# Stated task A:
Reproduce verbatim the part of the passage on the BPF destructor race that opens with the words containing "CPU1 = Exchanging" and closes with "was still allocated)".

# Text section:
- - - -
Thanks for the feedback.

I tried a different but related approach in [1], my v1, which also
stored the work in the map slot (struct bpf_kptr_dtor_aux).

> Detach: When map value is deleted, atomically set kptr map field storing 
> bpf_dtor_kptr_work to NULL (so the next xchg-in allocates new 
> bpf_dtor_kptr_work.)
> After detaching insert bpf_dtor_kptr_work to the global list and run irq_work. 
> Free bpf_dtor_kptr_work in call_rcu_tasks_trace().
This would be nice to do but there's a sequence where you can delete and
insert stimultaniously. Basically an ABBA problem that is inconvienent to
deal with, especially in NMI.

Let's say

CPU0 = Deleting value from the map. xchg w/ null.
CPU1 = Exchanging new value into the map. xchg w/ something

So I give the two orders we can do it in, zeroing the map slot first or
zeroing the work first.

1. Set obj to null, then null out work

CPU0
sets map obj field to null (dtor work is still != null)
CPU1
sets map obj field to something
CPU1 (again)
sees that dtor work is still != null, (does nothing, assumes a valid
slot was still allocated)
CPU0
sets dtor work to null and enqueues it in the irq_work.

Then a new dtor work is never allocated for the new slot.

2. And doing in the other order (nulling out work before the obj)

CPU0
sets work to null and enqueues it.
CPU1
sets work to something (allocates new work)
- - - -
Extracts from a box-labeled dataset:
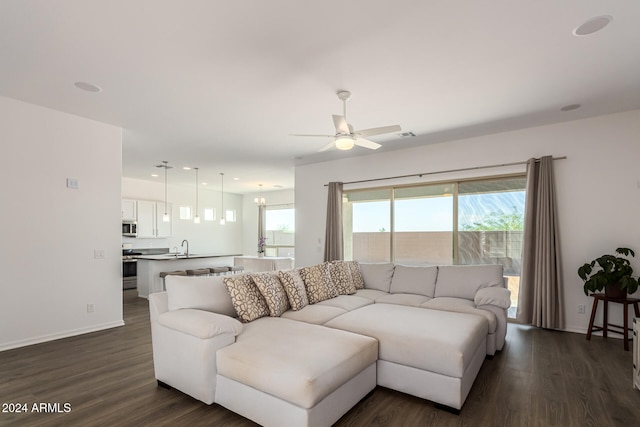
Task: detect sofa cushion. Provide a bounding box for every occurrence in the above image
[474,286,511,308]
[356,289,389,301]
[278,270,309,310]
[359,262,394,292]
[165,276,237,317]
[324,303,487,378]
[251,272,291,317]
[281,300,347,325]
[217,317,378,409]
[435,264,504,301]
[329,261,356,295]
[223,274,269,322]
[390,265,438,298]
[420,297,498,334]
[345,261,364,289]
[376,294,431,307]
[300,262,338,304]
[158,308,242,339]
[317,295,373,311]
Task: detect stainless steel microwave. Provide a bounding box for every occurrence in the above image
[122,221,138,237]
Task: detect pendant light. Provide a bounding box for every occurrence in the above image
[193,168,200,224]
[156,160,173,222]
[220,172,225,225]
[253,184,267,206]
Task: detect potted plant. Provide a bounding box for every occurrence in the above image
[578,248,639,298]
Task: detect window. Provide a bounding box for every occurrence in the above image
[265,205,296,258]
[343,176,526,317]
[224,210,236,222]
[204,208,216,221]
[180,206,193,219]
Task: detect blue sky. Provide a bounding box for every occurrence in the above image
[353,191,525,233]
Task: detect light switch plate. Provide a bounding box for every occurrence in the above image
[67,178,80,190]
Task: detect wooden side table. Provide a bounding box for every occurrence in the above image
[587,293,640,351]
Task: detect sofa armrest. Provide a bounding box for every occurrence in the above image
- - - -
# Stated task B:
Rescale the rows from the line containing "Task: detect blue" through the end of the rows, writing out every line again with the requests included and multiplying each bounding-box coordinate in the answers by 0.3, rounded to a whole number with halves rounded up. Give only those lines.

# Worked answer A:
CPU1 = Exchanging new value into the map. xchg w/ something

So I give the two orders we can do it in, zeroing the map slot first or
zeroing the work first.

1. Set obj to null, then null out work

CPU0
sets map obj field to null (dtor work is still != null)
CPU1
sets map obj field to something
CPU1 (again)
sees that dtor work is still != null, (does nothing, assumes a valid
slot was still allocated)

# Worked answer B:
Task: detect blue sky. Provide a bounding box for every occurrence in the above image
[106,57,158,70]
Task: detect light switch plate. Provide a bounding box for every occurrence in the above image
[20,53,24,57]
Task: detect wooden side table. Provide a bounding box for every occurrence in the above image
[176,88,192,105]
Task: detect sofa armrest. Provide a bounding box for every occurrence in the above image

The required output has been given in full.